[Start of Attachment]

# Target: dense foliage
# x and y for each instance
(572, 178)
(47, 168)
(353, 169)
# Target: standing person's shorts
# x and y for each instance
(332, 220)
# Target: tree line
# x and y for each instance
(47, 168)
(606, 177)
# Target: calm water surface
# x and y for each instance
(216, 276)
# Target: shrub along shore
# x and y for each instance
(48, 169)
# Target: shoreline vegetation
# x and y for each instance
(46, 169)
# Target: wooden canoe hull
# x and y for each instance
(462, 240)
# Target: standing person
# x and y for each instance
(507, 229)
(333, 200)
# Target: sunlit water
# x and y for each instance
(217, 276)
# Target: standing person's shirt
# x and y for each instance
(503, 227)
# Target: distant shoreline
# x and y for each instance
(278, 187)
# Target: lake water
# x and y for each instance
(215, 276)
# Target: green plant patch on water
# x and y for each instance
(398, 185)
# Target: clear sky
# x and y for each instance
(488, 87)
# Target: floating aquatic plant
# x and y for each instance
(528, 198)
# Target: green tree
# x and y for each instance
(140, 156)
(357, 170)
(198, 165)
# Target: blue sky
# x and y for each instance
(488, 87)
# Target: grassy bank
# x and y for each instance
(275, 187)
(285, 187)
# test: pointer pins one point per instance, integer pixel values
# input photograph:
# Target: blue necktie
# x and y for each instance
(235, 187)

[End of Attachment]
[Start of Attachment]

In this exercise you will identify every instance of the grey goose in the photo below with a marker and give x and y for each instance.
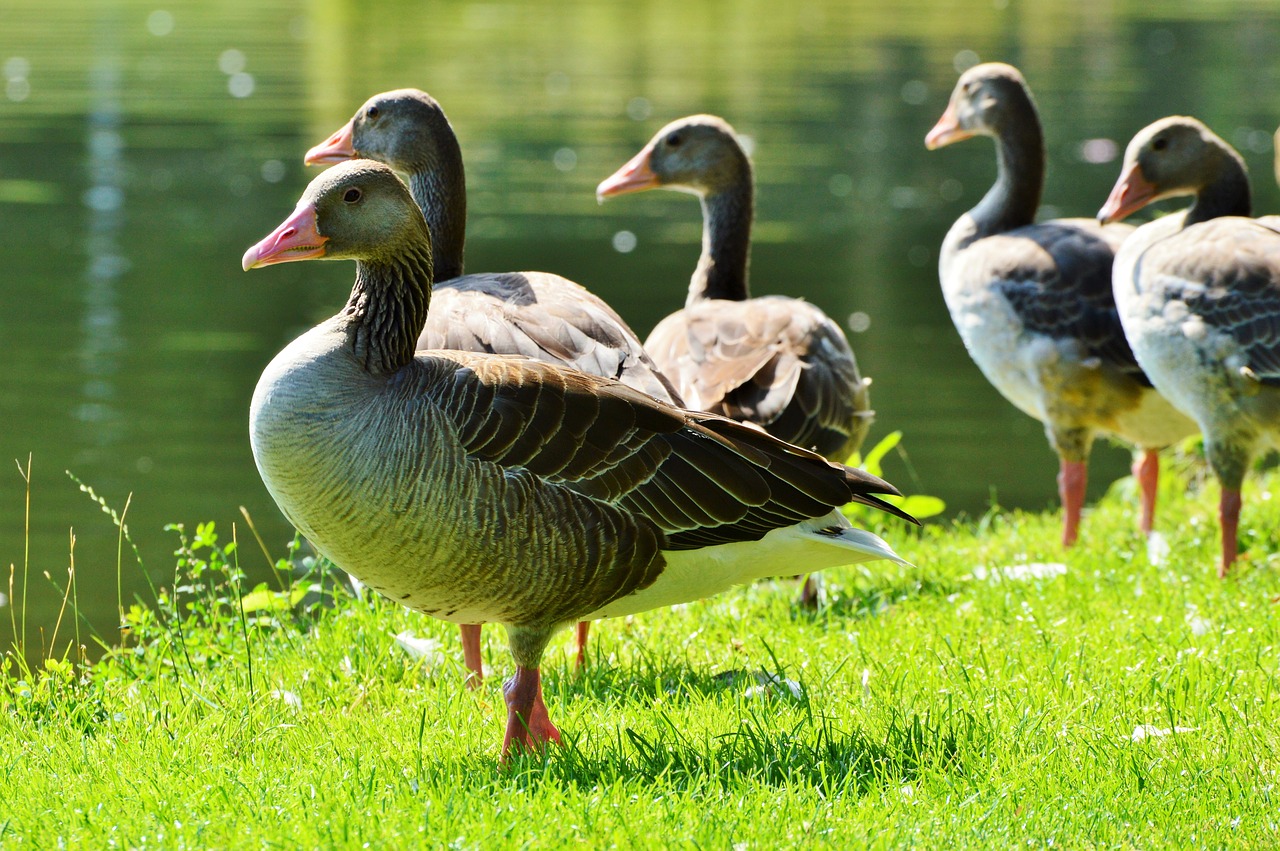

[End of Attachment]

_Work to be completed:_ Return every line of the entries above that the string "water" appears in.

_Completed exercise:_
# Target: calm water surface
# Target: sunlit water
# Target: lake water
# Target: green plant patch on water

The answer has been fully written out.